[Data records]
◇ ◇ ◇ ◇ ◇ ◇ ◇

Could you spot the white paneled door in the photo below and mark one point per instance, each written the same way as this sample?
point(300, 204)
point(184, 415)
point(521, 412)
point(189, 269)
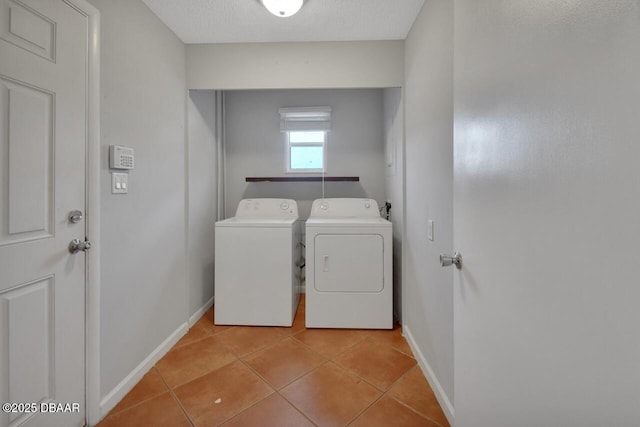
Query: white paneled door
point(43, 134)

◇ ◇ ◇ ◇ ◇ ◇ ◇

TASK TO CARRY OUT
Without the pictures, print the records in full, exactly as they appear.

RESPONSE AREA
Could you spot the white paneled door in the photo below and mark one point per instance, each written the same way as this sample?
point(300, 204)
point(184, 415)
point(521, 412)
point(189, 269)
Query: white paneled door
point(43, 134)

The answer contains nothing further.